__Problem description__.
The answer should hold exactly the lines of the entries below from the one containing "Query: tree shadow" through the last line, both included.

Excerpts from a dataset
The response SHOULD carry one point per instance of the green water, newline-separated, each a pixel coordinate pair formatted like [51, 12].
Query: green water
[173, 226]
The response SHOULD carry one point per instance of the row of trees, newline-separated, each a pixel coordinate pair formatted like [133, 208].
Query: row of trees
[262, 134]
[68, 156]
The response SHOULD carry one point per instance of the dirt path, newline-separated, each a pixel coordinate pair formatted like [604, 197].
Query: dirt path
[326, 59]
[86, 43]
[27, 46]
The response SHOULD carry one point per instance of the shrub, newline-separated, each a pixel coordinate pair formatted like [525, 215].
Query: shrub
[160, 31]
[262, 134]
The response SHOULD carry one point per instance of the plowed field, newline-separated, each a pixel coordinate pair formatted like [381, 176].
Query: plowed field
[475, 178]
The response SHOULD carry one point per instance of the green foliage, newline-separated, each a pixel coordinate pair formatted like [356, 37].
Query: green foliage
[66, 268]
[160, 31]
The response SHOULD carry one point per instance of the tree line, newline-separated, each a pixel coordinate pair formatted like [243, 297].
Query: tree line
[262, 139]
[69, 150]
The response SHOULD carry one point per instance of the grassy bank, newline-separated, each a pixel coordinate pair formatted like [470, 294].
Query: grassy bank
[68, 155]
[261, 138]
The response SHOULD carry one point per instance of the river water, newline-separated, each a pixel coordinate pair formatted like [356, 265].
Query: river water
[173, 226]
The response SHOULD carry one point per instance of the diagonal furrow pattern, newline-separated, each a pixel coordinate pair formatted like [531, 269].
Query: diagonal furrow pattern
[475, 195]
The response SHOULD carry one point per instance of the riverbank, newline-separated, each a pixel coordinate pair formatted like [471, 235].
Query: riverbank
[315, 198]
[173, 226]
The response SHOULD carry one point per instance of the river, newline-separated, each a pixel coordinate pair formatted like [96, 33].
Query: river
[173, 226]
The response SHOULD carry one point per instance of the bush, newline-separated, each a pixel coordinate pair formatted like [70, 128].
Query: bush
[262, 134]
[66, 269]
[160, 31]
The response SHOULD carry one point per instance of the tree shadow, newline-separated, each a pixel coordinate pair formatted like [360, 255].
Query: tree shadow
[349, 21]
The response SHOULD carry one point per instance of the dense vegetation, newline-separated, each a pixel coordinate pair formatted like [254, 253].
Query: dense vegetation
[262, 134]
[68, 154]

__Answer to this task__.
Query: tree shadow
[349, 21]
The response SHOULD carry one point per instance of the dense vegetation, newline-separated, each a pixel coordinate pair formatted like [254, 253].
Query: dense vegetation
[262, 134]
[68, 154]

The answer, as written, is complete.